Extracted text:
━━━━━━━━━━
# Office keeps configuring itself



## aestone (Jan 31, 2009)

Hello All:

Everytime I open a office application, it starts to configure itself and then it opens. How do I stop it from doing this, it is quite frustrating!


----------



## sobeit (Nov 11, 2007)

what version of office? do you have your office disk?


----------



## aestone (Jan 31, 2009)

Hi:

It is office professional 2010 and I have the disc image not a physical disc.


----------



## AlbertMC2 (Jul 15, 2010)

Hi

What operating system are you running ? WinXP / 7 / Vista
Are you logged in as an administrator?


----------



## aestone (Jan 31, 2009)

Hi: 

I am running windows 7 and I am running the installation as an administrator.


----------



## Amd_Man (Jan 27, 2009)

Have you tried repairing it? Go to programs and features and right click on Office 2010, select change and then repair.


----------



## aestone (Jan 31, 2009)

Hi:

Below is a copy of the specifications


----------



## AlbertMC2 (Jul 15, 2010)

Hi

You can try this:

1. Depending on your version browse to:
32bit/64bit version:*C:\Program Files\Microsoft Office\Office14*
or
32Bit Version on 64bit version of Win7: *C:\Program Files (x86)\Microsoft Office\Office14*

2. Right click on *Excel.exe* or *Winword.exe* -> *Run as Administrator* ->
Click *Yes *to Allow. (You may have to provide the Admin's password if you have a password on the Administrator's account.

3. Allow Word/Excel to configure itself.

Then close everything and try opening your Office Application as you normally would.


----------



## aestone (Jan 31, 2009)

Hi:

There is no excel.exe or winword.exe in the office directory. These files cannot be found.


----------



## Amd_Man (Jan 27, 2009)

That's why in post #6 I suggested to repair the installation. It has obviously become corrupt and needs to be either repaired or reinstalled. If you don't follow any suggestions then I don't know how we can be of any help.


----------



## aestone (Jan 31, 2009)

Hello:

I have repaired the installation and it still does the same thing. I have also reinstalled the program and the same thing keeps happening.


----------



## Amd_Man (Jan 27, 2009)

Try right clicking the office program in programs and features. Select change and then Add or Remove Features. On the next window that opens you right click on the office apps you plan on using and select Run All from My Computer (See pic below). You will need the install disk in your rom drive for this. Now all the configuration files will be there and it should not do that anymore.
━━━━━━━━━━
Data section:
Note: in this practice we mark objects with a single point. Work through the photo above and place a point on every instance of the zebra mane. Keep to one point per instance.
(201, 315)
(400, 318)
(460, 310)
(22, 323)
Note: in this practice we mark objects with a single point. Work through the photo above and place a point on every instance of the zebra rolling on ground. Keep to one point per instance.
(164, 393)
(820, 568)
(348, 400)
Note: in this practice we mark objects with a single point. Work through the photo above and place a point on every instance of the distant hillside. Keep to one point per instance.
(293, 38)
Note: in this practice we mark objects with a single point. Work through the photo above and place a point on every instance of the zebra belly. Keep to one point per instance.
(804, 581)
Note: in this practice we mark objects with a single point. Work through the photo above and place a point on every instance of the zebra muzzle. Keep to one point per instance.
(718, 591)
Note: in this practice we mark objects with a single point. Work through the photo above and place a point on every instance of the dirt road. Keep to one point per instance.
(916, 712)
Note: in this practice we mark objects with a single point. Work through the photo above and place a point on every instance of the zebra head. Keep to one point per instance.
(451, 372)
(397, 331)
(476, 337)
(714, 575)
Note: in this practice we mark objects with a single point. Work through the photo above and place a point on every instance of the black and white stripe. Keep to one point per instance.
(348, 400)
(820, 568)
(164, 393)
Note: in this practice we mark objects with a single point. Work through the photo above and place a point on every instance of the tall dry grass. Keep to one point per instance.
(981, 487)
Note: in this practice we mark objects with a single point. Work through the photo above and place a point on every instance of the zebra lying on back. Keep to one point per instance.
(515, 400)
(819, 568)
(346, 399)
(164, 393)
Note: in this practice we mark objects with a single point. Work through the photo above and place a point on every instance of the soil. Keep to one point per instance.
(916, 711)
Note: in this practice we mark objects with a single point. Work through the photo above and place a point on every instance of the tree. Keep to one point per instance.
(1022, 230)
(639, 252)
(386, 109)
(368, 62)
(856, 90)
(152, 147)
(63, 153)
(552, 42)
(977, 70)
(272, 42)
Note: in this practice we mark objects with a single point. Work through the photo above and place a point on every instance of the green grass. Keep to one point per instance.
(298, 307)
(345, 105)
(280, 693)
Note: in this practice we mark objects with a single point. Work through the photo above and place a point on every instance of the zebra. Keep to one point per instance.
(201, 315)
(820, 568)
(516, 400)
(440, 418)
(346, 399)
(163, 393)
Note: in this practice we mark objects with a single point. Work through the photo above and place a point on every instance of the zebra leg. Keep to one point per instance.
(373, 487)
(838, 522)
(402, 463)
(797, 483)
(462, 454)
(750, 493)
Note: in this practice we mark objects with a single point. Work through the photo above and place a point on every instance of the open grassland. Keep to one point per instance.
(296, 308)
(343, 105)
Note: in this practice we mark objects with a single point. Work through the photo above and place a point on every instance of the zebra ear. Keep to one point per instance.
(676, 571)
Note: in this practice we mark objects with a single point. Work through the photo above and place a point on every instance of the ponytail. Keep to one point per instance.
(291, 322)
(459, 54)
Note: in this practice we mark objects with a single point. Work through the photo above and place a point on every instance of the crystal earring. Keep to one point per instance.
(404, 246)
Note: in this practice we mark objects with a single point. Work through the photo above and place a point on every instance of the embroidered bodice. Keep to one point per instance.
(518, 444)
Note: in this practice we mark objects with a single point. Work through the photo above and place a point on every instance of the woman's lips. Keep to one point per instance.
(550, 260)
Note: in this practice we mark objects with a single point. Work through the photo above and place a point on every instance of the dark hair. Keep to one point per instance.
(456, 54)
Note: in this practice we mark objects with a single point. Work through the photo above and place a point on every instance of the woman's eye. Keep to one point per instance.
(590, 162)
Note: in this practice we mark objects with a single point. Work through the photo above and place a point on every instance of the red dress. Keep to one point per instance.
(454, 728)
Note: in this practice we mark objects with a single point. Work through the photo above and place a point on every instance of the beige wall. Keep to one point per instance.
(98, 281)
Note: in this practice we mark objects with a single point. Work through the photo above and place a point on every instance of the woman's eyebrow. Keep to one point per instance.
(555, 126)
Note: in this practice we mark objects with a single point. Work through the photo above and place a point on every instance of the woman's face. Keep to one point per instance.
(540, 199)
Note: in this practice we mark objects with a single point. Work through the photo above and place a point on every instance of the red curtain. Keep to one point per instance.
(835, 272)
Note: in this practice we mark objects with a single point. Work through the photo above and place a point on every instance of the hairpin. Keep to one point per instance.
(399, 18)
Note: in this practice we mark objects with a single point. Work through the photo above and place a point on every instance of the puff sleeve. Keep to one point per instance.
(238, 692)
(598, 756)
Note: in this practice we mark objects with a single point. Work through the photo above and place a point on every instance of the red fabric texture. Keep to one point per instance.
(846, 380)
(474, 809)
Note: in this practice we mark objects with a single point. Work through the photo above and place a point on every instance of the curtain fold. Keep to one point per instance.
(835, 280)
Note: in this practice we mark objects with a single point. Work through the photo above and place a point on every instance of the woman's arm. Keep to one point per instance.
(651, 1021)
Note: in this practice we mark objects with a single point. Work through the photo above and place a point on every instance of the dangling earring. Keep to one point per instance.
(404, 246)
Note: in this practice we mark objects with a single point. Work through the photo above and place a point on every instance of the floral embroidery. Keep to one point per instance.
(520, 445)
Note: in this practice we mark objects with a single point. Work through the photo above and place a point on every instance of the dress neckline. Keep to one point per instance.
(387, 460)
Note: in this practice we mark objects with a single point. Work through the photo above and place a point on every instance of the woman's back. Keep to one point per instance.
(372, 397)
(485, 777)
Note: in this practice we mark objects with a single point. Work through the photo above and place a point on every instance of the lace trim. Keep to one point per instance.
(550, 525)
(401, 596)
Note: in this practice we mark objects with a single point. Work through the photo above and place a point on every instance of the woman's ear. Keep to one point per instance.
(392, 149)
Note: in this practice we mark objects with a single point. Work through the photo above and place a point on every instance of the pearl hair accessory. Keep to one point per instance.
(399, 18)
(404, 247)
━━━━━━━━━━
Required task:
Reproduce everything from "2. Right click" down to "to configure itself." in the forum thread above about Office configuring itself.

Task solution:
2. Right click on *Excel.exe* or *Winword.exe* -> *Run as Administrator* ->
Click *Yes *to Allow. (You may have to provide the Admin's password if you have a password on the Administrator's account.

3. Allow Word/Excel to configure itself.